## What you have to do
Could you set down the full listing, unchanged?
-- Supplied data follows --
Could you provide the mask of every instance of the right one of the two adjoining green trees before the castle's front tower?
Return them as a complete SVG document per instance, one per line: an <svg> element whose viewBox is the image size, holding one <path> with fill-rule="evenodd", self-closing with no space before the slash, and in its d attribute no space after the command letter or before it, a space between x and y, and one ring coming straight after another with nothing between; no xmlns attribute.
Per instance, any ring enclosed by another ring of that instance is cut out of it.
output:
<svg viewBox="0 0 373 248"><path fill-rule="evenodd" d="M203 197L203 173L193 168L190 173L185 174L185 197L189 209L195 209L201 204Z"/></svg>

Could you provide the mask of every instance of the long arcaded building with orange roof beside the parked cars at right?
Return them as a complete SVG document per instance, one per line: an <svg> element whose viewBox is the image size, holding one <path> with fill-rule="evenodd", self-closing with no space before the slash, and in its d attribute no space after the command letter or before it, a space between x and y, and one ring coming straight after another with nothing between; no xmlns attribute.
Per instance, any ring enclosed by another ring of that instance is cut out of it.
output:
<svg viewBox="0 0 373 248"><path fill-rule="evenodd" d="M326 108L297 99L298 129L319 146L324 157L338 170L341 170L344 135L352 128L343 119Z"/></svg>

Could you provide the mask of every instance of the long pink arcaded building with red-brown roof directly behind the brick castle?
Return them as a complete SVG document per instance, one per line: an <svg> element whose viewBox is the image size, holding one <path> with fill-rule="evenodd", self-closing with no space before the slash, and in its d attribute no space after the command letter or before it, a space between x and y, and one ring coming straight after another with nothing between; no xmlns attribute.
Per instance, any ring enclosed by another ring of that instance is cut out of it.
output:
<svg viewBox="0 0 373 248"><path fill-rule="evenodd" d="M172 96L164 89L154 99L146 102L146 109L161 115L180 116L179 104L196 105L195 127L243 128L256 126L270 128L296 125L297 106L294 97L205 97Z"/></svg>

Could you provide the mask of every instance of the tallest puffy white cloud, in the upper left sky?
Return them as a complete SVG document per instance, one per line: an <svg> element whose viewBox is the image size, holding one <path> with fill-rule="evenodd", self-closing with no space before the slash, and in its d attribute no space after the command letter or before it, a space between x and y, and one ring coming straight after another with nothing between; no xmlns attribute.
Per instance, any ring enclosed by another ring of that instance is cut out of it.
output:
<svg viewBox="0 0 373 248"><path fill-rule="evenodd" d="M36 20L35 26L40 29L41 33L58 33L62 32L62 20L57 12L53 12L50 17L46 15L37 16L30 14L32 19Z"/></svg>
-- Supplied data concluded --
## Your solution
Could you provide the mask of every instance of the right one of the two adjoining green trees before the castle's front tower?
Return them as a complete SVG document per instance, one per line: an <svg> element whose viewBox is the image size, holding one <path> with fill-rule="evenodd", self-closing with no space before the slash, and in its d attribute no space after the command letter or before it, a space between x and y, and one ring coming straight after another with nothing between; no xmlns attribute.
Per instance, any ring enclosed by another ring of that instance is cut out of it.
output:
<svg viewBox="0 0 373 248"><path fill-rule="evenodd" d="M203 197L203 173L193 168L190 173L185 174L185 197L189 209L195 209L201 204Z"/></svg>

Could you provide the mask of every instance of the long arcaded building with orange roof beside the parked cars at right?
Return them as a complete SVG document per instance, one per line: an <svg> element whose viewBox is the image size, holding one <path> with fill-rule="evenodd", self-closing with no space before the slash, and in its d attribute no space after the command letter or before it, a space between x and y, and one ring coming straight after another with nothing between; no xmlns attribute.
Per instance, any ring enclosed by another ring of that instance is cut out of it.
output:
<svg viewBox="0 0 373 248"><path fill-rule="evenodd" d="M326 108L297 99L298 129L319 146L324 157L338 170L341 170L344 135L352 128L343 119Z"/></svg>

Could you provide the mask of every instance of the long pink arcaded building with red-brown roof directly behind the brick castle?
Return them as a complete SVG document per instance, one per line: an <svg> element whose viewBox is the image size, holding one <path> with fill-rule="evenodd", self-closing with no space before the slash, and in its d attribute no space after the command letter or before it, a space between x and y, and one ring coming straight after another with nothing between; no xmlns attribute.
Per instance, any ring enclosed by another ring of that instance is cut out of it.
output:
<svg viewBox="0 0 373 248"><path fill-rule="evenodd" d="M172 96L164 89L154 99L146 102L146 109L161 115L180 116L179 104L196 105L195 127L243 128L256 126L270 128L296 125L297 106L294 97L205 97Z"/></svg>

Could you provide the mask of every instance of the tallest puffy white cloud, in the upper left sky?
Return them as a complete SVG document per instance, one per line: an <svg> element whose viewBox is the image size, holding one <path> with fill-rule="evenodd", self-closing with no space before the slash, and in its d attribute no space after the command letter or before it, a space between x and y, and one ring coming straight after another with nothing between; no xmlns attribute.
Per instance, any ring enclosed by another ring of that instance is cut out of it.
output:
<svg viewBox="0 0 373 248"><path fill-rule="evenodd" d="M36 20L35 26L40 29L41 33L58 33L62 32L62 20L57 12L53 12L50 17L46 15L37 16L30 14L32 19Z"/></svg>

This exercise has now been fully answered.